Point localization data:
↓↓↓
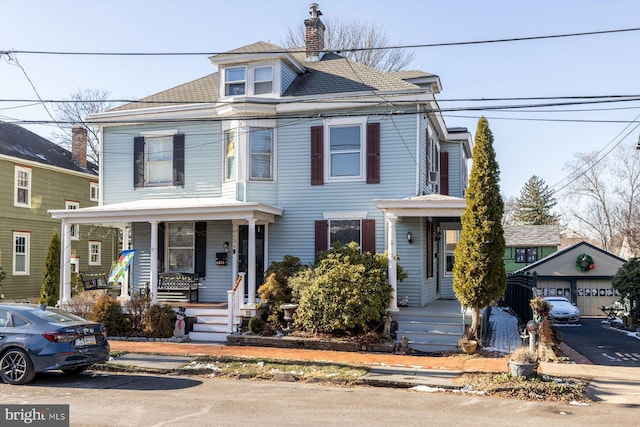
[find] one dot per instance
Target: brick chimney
(79, 146)
(314, 35)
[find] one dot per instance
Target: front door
(243, 252)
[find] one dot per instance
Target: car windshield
(55, 315)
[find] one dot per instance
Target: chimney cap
(313, 10)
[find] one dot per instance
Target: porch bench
(178, 287)
(92, 281)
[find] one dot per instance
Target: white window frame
(75, 228)
(169, 247)
(26, 253)
(360, 122)
(95, 256)
(94, 191)
(256, 82)
(230, 174)
(260, 154)
(166, 164)
(18, 186)
(228, 83)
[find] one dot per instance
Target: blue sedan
(36, 338)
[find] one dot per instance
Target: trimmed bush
(346, 292)
(159, 321)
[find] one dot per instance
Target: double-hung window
(230, 154)
(158, 159)
(75, 231)
(262, 80)
(261, 146)
(180, 246)
(95, 252)
(235, 81)
(21, 248)
(22, 195)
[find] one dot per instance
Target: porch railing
(234, 301)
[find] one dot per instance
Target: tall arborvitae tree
(535, 203)
(50, 290)
(479, 276)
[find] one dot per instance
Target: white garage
(582, 273)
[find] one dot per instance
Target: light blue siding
(203, 164)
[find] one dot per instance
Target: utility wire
(338, 50)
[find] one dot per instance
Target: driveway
(602, 344)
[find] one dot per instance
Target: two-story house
(37, 175)
(283, 152)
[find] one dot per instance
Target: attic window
(235, 79)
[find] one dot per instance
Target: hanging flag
(122, 265)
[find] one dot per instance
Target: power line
(338, 50)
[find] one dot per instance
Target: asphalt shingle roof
(18, 142)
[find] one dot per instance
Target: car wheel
(16, 367)
(75, 371)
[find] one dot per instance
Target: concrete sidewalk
(607, 384)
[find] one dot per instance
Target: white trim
(159, 133)
(27, 254)
(17, 170)
(344, 122)
(345, 215)
(98, 244)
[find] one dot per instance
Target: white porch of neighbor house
(155, 211)
(437, 324)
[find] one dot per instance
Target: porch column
(251, 273)
(391, 250)
(153, 253)
(125, 285)
(65, 261)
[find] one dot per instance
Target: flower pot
(522, 369)
(469, 346)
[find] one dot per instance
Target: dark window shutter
(373, 153)
(444, 173)
(178, 160)
(429, 249)
(368, 236)
(161, 247)
(201, 249)
(138, 161)
(322, 235)
(317, 149)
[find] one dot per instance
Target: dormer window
(262, 80)
(235, 80)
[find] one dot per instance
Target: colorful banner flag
(122, 265)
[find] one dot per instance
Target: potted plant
(523, 362)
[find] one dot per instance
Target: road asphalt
(608, 384)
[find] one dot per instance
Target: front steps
(211, 324)
(434, 328)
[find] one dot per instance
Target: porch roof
(178, 209)
(429, 205)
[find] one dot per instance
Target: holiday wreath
(585, 263)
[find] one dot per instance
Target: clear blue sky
(579, 66)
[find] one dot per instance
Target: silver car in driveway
(36, 338)
(563, 311)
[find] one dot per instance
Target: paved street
(148, 400)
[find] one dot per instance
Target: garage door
(593, 294)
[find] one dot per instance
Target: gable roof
(563, 263)
(532, 235)
(20, 143)
(333, 74)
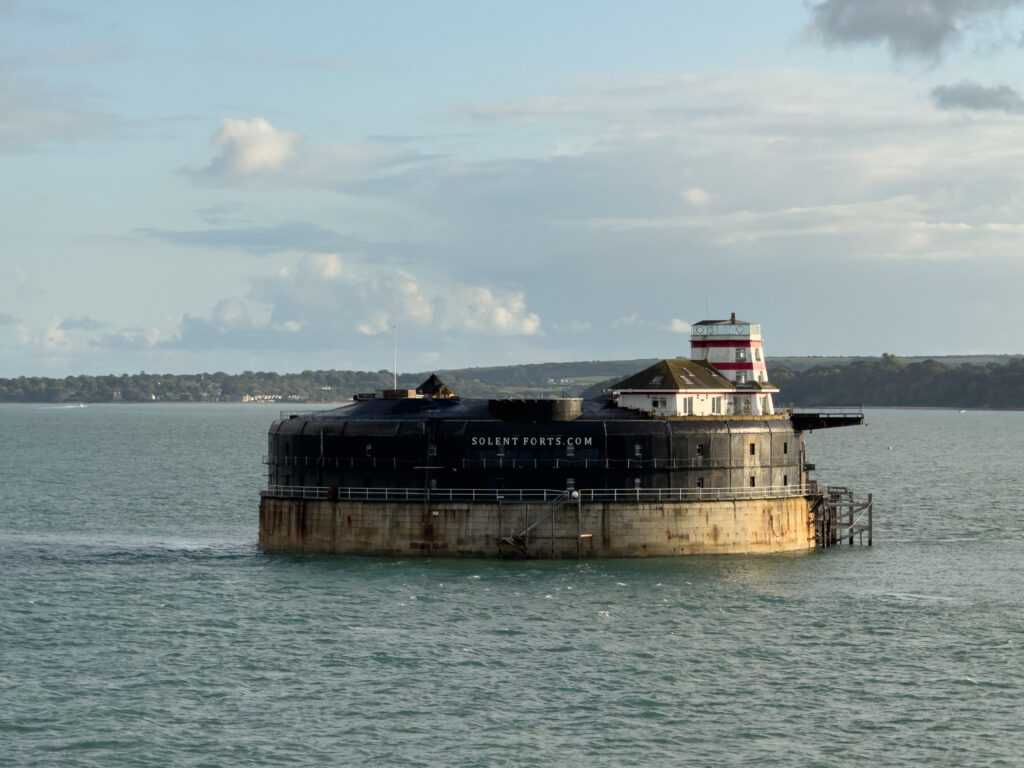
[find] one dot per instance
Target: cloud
(971, 95)
(52, 339)
(695, 196)
(327, 301)
(291, 236)
(34, 116)
(250, 147)
(909, 28)
(80, 324)
(480, 309)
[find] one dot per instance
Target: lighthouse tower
(733, 348)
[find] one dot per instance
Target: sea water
(139, 626)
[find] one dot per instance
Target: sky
(218, 185)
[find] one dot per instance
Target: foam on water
(140, 627)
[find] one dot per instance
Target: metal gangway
(839, 516)
(519, 540)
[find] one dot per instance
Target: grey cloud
(80, 324)
(33, 115)
(294, 236)
(970, 95)
(908, 28)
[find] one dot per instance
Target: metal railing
(512, 496)
(500, 462)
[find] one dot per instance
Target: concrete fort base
(539, 530)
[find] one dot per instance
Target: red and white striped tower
(733, 348)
↑↑↑
Your goal: Please copy the data shown above word for word, omitting the pictures.

Your solution:
[find] one dot per instance
Target: brick chimney
(79, 146)
(314, 35)
[find] one dot per instance
Target: front door
(243, 252)
[find] one dot per instance
Target: car windshield
(55, 315)
[find] one dot per instance
Target: chimney cap
(313, 10)
[find] one dot per instance
Target: porch bench
(178, 287)
(92, 281)
[find] one dot per instance
Target: white window frame
(75, 228)
(169, 247)
(26, 253)
(360, 122)
(95, 256)
(94, 191)
(256, 82)
(230, 174)
(260, 154)
(166, 164)
(18, 186)
(228, 83)
[find] one dot per instance
Target: blue sedan
(36, 338)
[find] one dot per instance
Target: trimmed bush
(346, 292)
(159, 321)
[find] one dot per instance
Target: double-hung window
(230, 154)
(158, 159)
(75, 231)
(262, 80)
(261, 146)
(180, 246)
(95, 252)
(235, 81)
(21, 248)
(22, 195)
[find] one dot per instance
Target: porch railing
(234, 301)
[find] one dot per instance
Target: tall arborvitae tree
(535, 203)
(50, 290)
(479, 276)
[find] one dot per instance
Target: white garage
(582, 273)
[find] one dot per instance
Target: light blue siding
(203, 164)
[find] one dot per instance
Target: utility wire
(338, 50)
[find] one dot per instance
Target: driveway
(602, 344)
[find] one dot per instance
Target: two-story house
(37, 175)
(283, 152)
[find] one dot per instance
Target: attic window
(235, 79)
[find] one dot per instance
Target: hanging flag
(122, 265)
[find] one dot per instance
Target: power line
(338, 50)
[find] one dot per instance
Target: asphalt shingle roof
(18, 142)
[find] one dot per instance
Target: car wheel
(16, 367)
(75, 371)
[find] one dot per instance
Target: concrete sidewalk
(607, 384)
[find] one dot per instance
Target: white trim
(159, 133)
(27, 254)
(17, 170)
(344, 122)
(345, 215)
(98, 244)
[find] one dot per instance
Target: white porch of neighbor house
(155, 211)
(437, 324)
[find] one dot per instance
Target: porch column
(251, 273)
(391, 250)
(153, 253)
(125, 285)
(65, 261)
[find] one dot per instance
Target: flower pot
(522, 369)
(469, 346)
[find] one dot per instance
Target: dark window shutter
(373, 153)
(444, 173)
(178, 160)
(429, 249)
(368, 236)
(161, 247)
(201, 249)
(138, 161)
(322, 235)
(317, 149)
[find] one dot per instance
Target: dormer window
(262, 80)
(235, 80)
[find] one dot per instance
Target: colorful banner flag
(122, 265)
[find] one dot per instance
Target: potted plant
(523, 362)
[find] one dot per instance
Target: road asphalt
(608, 384)
[find] one dot per instance
Target: front steps
(211, 324)
(434, 328)
[find] one dot per instance
Target: porch roof
(178, 209)
(429, 205)
[find] one dot per instance
Target: holiday wreath
(585, 263)
[find] one dot per instance
Target: clear blue sky
(579, 66)
[find] one dot per instance
Target: silver car in driveway
(36, 338)
(563, 311)
[find] one dot per instance
Target: paved street
(148, 400)
[find] one dot per instance
Target: garage door
(593, 294)
[find] one dot per instance
Target: gable roof
(563, 263)
(532, 235)
(20, 143)
(333, 74)
[find] one dot per instance
Target: cloud
(971, 95)
(52, 339)
(695, 196)
(327, 301)
(291, 236)
(34, 116)
(250, 147)
(909, 28)
(80, 324)
(480, 309)
[find] one dot per instance
Target: lighthouse tower
(733, 348)
[find] one dot per instance
Target: sea water
(139, 626)
[find] one dot per instance
Target: sky
(218, 185)
[find] one dot per instance
Target: foam on water
(140, 627)
[find] one dot per instance
Target: metal gangway
(839, 516)
(519, 540)
[find] one dot per instance
Target: grey cloud
(80, 324)
(33, 115)
(294, 236)
(970, 95)
(908, 28)
[find] one dot per instance
Target: metal railing
(512, 496)
(500, 462)
[find] one dot per instance
Target: concrete fort base
(539, 530)
[find] one dot per instance
Target: red and white striped tower
(733, 348)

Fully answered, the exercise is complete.